Instructions:
1/ Name every beetroot variety mentioned in the garden blog.
2/ Reproduce everything in the garden blog from "25 Jun 2011" down to "very effective tactic.)", word for word.
3/ Answer from the garden blog:
(a) What temperature was reported for London on the previous day?
(b) What does the writer now carry in their pockets?
(c) What was the writer doing while making beaded bracelets?

Excerpted passage:

28 Jun 2011

Beetroot babies

Beetroot babies

After yesterday's heat (33 degrees in London, apparently - a scorcher for the UK and quite uncomfortable - could do with a good thunderstorm to freshen the air), it was very pleasant to pop down to the veg patch in the evening (it would have been nicer if the flying ants weren't around).  The beet leaves have doubled in size over the past couple of weeks so I had a bit of a poke around to see how the roots are doing and saw that one or two have grown to golf ball sized and decided to pull them.  I didn't thin them this year, fully intending to lift the baby beets for eating by way of allowing the others more room to grow. (Monty D's influence, again!) I can't tell you which ones are which because, having planted three varieties in straight lines, a fox (probably) rummaged in the bed, scattering the seeds whilst digging.  The bright pink globes I know are Chioggia which have beautiful pale and dark pink rings.  The others could be Cheltenham Greentops or Perfect 3.  I'm leaning towards the Cheltenham because of the position in the raised bed, but I really wanted to do a taste test on the fully-grown vegetable and now won't know for sure; I wonder if I re-sowed now whether the crop would mature by autumn?

25 Jun 2011

Saturday Snap: Pond Life

I've been having a Dorothy moment this past week;  you know, the bit where the whirlwind picks her up and whirls her around until she's plonked down in Oz (on the witch). Well, I've been whirling here and there, squeezing in time for friends and visits from family, waiting in for repair men, catching up with the bookwork (essential, but OMG, yawn), working, baking (this, I suspect, was a diversion from the paperwork), crocheting, crafting (beaded bracelets while babysitting), repotting, weeding, etc, and have finally taken to carrying packets of seeds in my pockets so that I can sprinkle a few around even I only manage a few moments in the Veg Patch.  (Actually, a very effective tactic.)

Extracted data:
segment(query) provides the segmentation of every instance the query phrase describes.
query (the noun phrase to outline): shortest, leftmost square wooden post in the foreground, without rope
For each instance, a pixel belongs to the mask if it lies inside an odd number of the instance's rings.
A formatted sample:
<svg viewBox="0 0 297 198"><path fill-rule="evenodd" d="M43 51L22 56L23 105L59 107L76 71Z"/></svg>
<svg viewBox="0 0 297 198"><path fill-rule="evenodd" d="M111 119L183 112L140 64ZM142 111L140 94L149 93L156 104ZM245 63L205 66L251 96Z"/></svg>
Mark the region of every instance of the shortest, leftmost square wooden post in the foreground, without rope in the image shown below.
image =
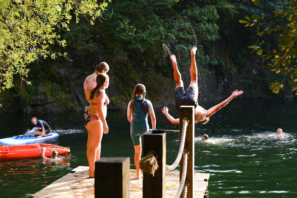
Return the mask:
<svg viewBox="0 0 297 198"><path fill-rule="evenodd" d="M130 158L104 157L95 162L95 198L129 198Z"/></svg>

Written responses:
1/ Chioggia, Cheltenham Greentops, Perfect 3

2/
25 Jun 2011

Saturday Snap: Pond Life

I've been having a Dorothy moment this past week;  you know, the bit where the whirlwind picks her up and whirls her around until she's plonked down in Oz (on the witch). Well, I've been whirling here and there, squeezing in time for friends and visits from family, waiting in for repair men, catching up with the bookwork (essential, but OMG, yawn), working, baking (this, I suspect, was a diversion from the paperwork), crocheting, crafting (beaded bracelets while babysitting), repotting, weeding, etc, and have finally taken to carrying packets of seeds in my pockets so that I can sprinkle a few around even I only manage a few moments in the Veg Patch.  (Actually, a very effective tactic.)

3/
(a) 33 degrees
(b) Packets of seeds
(c) Babysitting